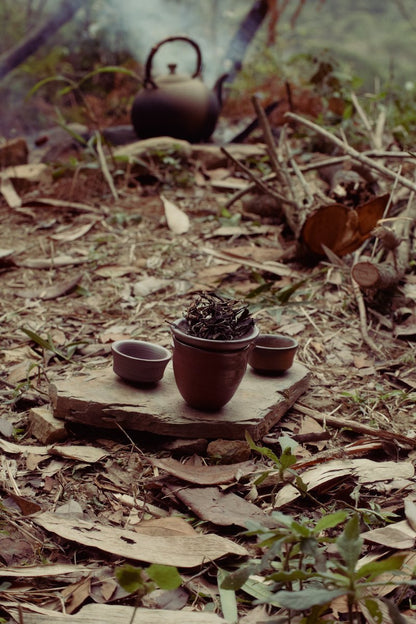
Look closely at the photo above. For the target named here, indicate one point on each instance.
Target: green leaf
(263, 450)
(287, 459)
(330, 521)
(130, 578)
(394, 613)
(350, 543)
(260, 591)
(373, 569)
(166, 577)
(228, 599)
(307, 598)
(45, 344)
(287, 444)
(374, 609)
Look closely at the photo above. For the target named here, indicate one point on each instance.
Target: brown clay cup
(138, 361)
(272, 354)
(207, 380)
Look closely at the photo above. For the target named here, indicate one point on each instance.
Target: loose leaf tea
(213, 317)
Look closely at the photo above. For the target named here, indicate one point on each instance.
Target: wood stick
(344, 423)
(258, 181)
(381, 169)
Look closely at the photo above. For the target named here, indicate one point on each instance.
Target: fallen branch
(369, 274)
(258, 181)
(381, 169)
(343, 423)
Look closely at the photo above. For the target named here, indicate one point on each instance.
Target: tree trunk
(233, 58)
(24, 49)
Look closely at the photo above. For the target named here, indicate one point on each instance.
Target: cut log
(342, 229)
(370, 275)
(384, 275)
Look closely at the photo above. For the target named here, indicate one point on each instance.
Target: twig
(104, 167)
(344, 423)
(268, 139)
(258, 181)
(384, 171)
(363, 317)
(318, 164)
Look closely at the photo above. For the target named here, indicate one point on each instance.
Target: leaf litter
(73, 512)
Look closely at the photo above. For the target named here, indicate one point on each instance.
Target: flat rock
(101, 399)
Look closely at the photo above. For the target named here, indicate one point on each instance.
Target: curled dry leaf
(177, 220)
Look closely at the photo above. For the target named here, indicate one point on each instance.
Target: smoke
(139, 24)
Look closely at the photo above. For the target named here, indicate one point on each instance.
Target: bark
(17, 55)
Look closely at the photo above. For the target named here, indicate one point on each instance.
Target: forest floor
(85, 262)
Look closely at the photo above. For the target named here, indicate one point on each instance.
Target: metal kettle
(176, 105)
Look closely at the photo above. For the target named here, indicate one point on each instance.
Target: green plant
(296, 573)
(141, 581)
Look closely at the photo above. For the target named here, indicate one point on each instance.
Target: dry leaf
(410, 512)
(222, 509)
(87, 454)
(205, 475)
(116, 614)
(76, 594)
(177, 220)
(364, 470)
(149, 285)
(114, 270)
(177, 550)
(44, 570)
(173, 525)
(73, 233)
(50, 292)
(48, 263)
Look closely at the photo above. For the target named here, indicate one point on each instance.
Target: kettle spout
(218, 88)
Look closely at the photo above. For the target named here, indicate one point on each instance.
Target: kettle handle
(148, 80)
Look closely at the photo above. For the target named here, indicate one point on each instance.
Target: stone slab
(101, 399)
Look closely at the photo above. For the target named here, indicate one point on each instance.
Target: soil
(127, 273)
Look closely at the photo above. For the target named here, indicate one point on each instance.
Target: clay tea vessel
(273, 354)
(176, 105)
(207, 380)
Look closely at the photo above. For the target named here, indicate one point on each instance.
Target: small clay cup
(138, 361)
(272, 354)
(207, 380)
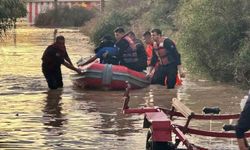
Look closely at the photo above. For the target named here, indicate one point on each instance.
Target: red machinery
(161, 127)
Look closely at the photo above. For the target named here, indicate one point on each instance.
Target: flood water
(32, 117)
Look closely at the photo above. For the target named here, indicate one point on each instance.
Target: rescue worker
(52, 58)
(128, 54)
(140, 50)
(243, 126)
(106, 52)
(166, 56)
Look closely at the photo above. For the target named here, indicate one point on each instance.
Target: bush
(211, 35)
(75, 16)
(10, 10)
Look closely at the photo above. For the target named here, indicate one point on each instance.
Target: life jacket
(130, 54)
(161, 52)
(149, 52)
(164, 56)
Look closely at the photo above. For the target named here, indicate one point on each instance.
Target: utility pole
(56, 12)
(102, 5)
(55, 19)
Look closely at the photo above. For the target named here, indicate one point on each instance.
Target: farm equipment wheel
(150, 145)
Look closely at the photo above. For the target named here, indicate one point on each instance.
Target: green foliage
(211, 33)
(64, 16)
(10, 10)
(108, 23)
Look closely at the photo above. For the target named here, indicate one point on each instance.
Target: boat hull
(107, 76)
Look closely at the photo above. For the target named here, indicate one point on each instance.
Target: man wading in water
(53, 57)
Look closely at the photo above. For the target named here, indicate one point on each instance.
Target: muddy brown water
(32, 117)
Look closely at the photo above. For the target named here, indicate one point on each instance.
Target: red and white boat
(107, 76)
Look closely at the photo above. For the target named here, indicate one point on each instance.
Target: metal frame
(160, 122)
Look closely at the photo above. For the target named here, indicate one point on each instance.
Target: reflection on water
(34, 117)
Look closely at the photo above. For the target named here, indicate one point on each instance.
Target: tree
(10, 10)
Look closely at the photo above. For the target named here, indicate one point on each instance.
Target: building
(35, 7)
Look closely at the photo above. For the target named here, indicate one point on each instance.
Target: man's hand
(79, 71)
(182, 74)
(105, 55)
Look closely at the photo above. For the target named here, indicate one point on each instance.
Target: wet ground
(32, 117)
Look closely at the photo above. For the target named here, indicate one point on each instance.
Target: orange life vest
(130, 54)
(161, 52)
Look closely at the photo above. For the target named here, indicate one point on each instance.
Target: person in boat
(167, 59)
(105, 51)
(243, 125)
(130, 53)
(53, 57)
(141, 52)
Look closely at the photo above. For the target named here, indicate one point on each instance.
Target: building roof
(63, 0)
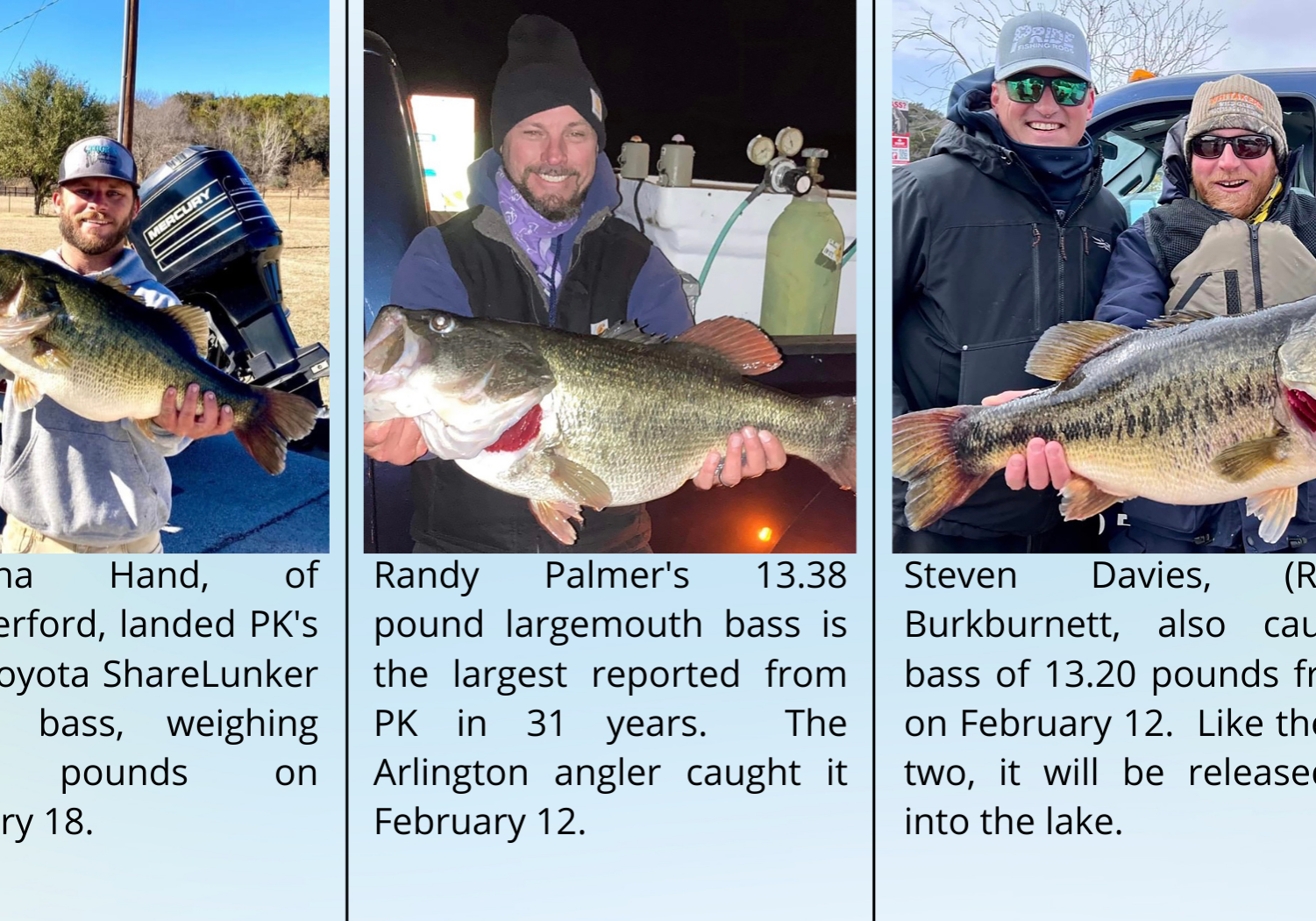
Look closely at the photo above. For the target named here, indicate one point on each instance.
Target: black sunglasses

* * *

What is expected> Give again the lines from the line that contains "Target: red and white boat" through the last line of the material above, exactly and with both ends included. Omit the pictures.

Answer section>
Target: red and white boat
(107, 76)
Look closely at the photo above. For the target named here, indicate one point on each instance.
Target: metal frame
(160, 122)
Look closely at the photo above. For the target named here, indicate one point on each instance.
Target: reflection on water
(34, 117)
Look closely at the photo above. For the target named here, indicate one point on each instance.
Target: tree
(10, 10)
Look closely at the photo above. For the target named here, indicate one point on each instance.
Target: building
(35, 7)
Look closely at the photo above. For the target named here, indicate one point on each instance.
Target: man's hand
(79, 71)
(182, 74)
(105, 55)
Look closely at the photo above. For the target named here, indicate one point on each instance.
Target: wet ground
(32, 117)
Look closely at the photo above. For the target named here, indicate one point on each instance.
Target: orange life vest
(130, 54)
(161, 52)
Look closely at the photo above. For the target named here, indicate one point on each instance.
Target: person in boat
(167, 59)
(105, 51)
(243, 125)
(130, 53)
(53, 57)
(141, 52)
Look closely at the photo above. For the target named here, indicate one point on each instance.
Target: building roof
(63, 0)
Look closely at the photo above. For the target named here, indicate one point on each instance.
Target: black sunglasses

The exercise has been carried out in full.